» **Passage given**
::::::::

AlGaN/GaN HEMT wafer under electrical and optical testing.

Sales of GaN HEMTs are rising fast, thanks to the performance that they can deliver in RF and power conditioning applications. However, many of these customers buying these devices – which deliver a very impressive set of characteristics – are, for good reason, concerned over the reliability of the transistors. Often this holds back the exploitation of the full power potential of the GaN HEMT.

To address these concerns, researchers must improve this device’s reliability by unmasking and understanding the physical processes provoking device failure. This is happening, with degradation mechanisms in the devices slowly being exposed: Some mirror those found in other types of RF electronics; but others are unique to GaN, and are related to either its material properties, its high electric fields or its high operating temperatures.

Those involved in these efforts must ask themselves one essential question, which will shed light on all the imitations in AlGaN/GaN HEMTs arising from device degradation mechanisms: What happens to the electrons in the device? Or, to put it another way, which obstacles does an electron face on its way from source to drain?

To gain insight into the life of an electron in a HEMT, our team at the University of Bristol, UK, is trying to follow its path through the device and track its behaviour. To do this, we employ a combination of electrical and optical techniques. We know that once an electron leaves the source, it joins its fellows in the two-dimensional electron gas (2DEG) at the AlGaN/GaN interface, before it is accelerated towards the finish line, the drain, by the high electric field.

::::::::

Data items
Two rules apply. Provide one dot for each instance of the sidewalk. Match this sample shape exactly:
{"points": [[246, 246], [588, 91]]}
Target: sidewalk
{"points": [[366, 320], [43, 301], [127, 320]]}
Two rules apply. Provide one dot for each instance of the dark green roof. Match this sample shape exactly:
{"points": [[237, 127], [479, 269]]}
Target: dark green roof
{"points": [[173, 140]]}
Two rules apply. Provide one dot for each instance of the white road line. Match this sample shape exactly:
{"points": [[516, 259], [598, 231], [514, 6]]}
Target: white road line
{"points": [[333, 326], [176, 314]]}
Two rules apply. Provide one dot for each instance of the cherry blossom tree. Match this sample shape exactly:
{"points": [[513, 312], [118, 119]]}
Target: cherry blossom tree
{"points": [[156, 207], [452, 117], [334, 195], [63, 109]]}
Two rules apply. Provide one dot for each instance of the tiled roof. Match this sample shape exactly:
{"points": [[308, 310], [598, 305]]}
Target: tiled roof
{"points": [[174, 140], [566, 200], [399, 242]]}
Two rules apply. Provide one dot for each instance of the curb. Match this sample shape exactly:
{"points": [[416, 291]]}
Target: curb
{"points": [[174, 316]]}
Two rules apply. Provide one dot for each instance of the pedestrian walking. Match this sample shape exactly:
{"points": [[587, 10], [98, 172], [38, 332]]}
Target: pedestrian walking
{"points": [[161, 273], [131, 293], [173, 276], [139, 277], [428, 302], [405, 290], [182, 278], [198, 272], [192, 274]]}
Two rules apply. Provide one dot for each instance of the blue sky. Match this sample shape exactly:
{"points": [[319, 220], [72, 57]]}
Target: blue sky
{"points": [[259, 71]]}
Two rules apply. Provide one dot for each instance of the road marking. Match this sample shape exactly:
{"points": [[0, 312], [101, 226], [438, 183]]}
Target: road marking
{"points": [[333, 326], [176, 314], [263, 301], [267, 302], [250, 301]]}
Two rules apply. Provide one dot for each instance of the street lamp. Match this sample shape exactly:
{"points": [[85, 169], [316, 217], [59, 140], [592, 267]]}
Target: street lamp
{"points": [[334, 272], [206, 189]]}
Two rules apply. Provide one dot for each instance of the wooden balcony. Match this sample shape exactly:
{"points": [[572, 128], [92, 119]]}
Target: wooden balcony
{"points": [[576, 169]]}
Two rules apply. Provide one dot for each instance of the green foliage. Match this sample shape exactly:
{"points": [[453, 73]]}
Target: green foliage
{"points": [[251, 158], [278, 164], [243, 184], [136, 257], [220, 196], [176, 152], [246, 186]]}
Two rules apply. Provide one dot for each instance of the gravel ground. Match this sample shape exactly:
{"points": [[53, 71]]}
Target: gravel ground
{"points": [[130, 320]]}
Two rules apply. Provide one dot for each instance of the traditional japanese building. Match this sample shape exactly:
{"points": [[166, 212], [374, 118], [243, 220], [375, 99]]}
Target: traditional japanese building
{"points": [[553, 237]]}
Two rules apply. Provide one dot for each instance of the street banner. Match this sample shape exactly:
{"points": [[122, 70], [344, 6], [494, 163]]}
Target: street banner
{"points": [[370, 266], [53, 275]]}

::::::::

» **Prompt**
Answer these questions from the passage on GaN HEMT reliability:
1. In which two kinds of applications does the performance of GaN HEMTs drive rising sales?
2. To what three things are the degradation mechanisms unique to GaN related?
3. At which interface does the two-dimensional electron gas form?

» **Output for this exercise**
1. RF and power conditioning applications.
2. Its material properties, its high electric fields, and its high operating temperatures.
3. The AlGaN/GaN interface.